- Objective -
Print the forum thread about the missing Jack Russell in full, word for word.

# Lost/Stolen Jack Russell - Well Hill (Kent)



## Zero00000 (9 July 2013)

Please can everyone keep their eyes peeled for this little man!

He is dearly missed by his family and his doggie friend.

https://www.facebook.com/sharon.e.w...0200638987471869.1073741827.1075650749&type=1


----------



## kirstys 1 (9 July 2013)

Will keep an eye out for him, walk there a lot.
Hope he turns up safe and sound!


----------



## Zero00000 (10 July 2013)

Thank you Kirsty, its very out of character for him, so thinking he may have been picked up, well hoping, he is a lovely very very friendly little boy


----------



## Crazy_Caz (10 July 2013)

Hi

If not already done can you add his details to www.doglost.co.uk


----------



## Amymay (10 July 2013)

Have shared on fb.


----------



## Nicnac (10 July 2013)

Shared on FB.  Is it a typo on the FB post and should read Lullingstone Castle area?


----------



## lizzypeg (10 July 2013)

No it won't be a typo as here yard is right next door to lullingstone golf course (which is the other side of lullingstone to the castle)


----------



## Nicnac (10 July 2013)

lizzypeg said:



			No it won't be a typo as here yard is right next door to lullingstone golf course (which is the other side of lullingstone to the castle)
		
Click to expand...

I know that but FB says *Lunningstone Golf Course* I have never heard of Well Hill hence typo question.  Hope dog is found.


----------



## BethH (12 July 2013)

Hi I have friends at Lullingstone, will ask them to keep an eye out - also have you thought of asking at some of the dog grooming places in the area, they may well have heard if a dog has been found, it is quite a community of dog lovers around there and a lot of them are very friendly.


----------



## ace33 (12 July 2013)

Just to let everyone know here that he's been found.


----------



## Amymay (12 July 2013)

Fantastic news!!!


----------



## putasocinit (12 July 2013)

Brilliant. Get him a tracking collar.


----------

- Provided data -
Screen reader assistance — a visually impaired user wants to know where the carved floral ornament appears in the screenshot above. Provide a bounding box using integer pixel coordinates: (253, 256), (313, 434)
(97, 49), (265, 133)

- Solution to the problem -
# Lost/Stolen Jack Russell - Well Hill (Kent)



## Zero00000 (9 July 2013)

Please can everyone keep their eyes peeled for this little man!

He is dearly missed by his family and his doggie friend.

https://www.facebook.com/sharon.e.w...0200638987471869.1073741827.1075650749&type=1


----------



## kirstys 1 (9 July 2013)

Will keep an eye out for him, walk there a lot.
Hope he turns up safe and sound!


----------



## Zero00000 (10 July 2013)

Thank you Kirsty, its very out of character for him, so thinking he may have been picked up, well hoping, he is a lovely very very friendly little boy


----------



## Crazy_Caz (10 July 2013)

Hi

If not already done can you add his details to www.doglost.co.uk


----------



## Amymay (10 July 2013)

Have shared on fb.


----------



## Nicnac (10 July 2013)

Shared on FB.  Is it a typo on the FB post and should read Lullingstone Castle area?


----------



## lizzypeg (10 July 2013)

No it won't be a typo as here yard is right next door to lullingstone golf course (which is the other side of lullingstone to the castle)


----------



## Nicnac (10 July 2013)

lizzypeg said:



			No it won't be a typo as here yard is right next door to lullingstone golf course (which is the other side of lullingstone to the castle)
		
Click to expand...

I know that but FB says *Lunningstone Golf Course* I have never heard of Well Hill hence typo question.  Hope dog is found.


----------



## BethH (12 July 2013)

Hi I have friends at Lullingstone, will ask them to keep an eye out - also have you thought of asking at some of the dog grooming places in the area, they may well have heard if a dog has been found, it is quite a community of dog lovers around there and a lot of them are very friendly.


----------



## ace33 (12 July 2013)

Just to let everyone know here that he's been found.


----------



## Amymay (12 July 2013)

Fantastic news!!!


----------



## putasocinit (12 July 2013)

Brilliant. Get him a tracking collar.


----------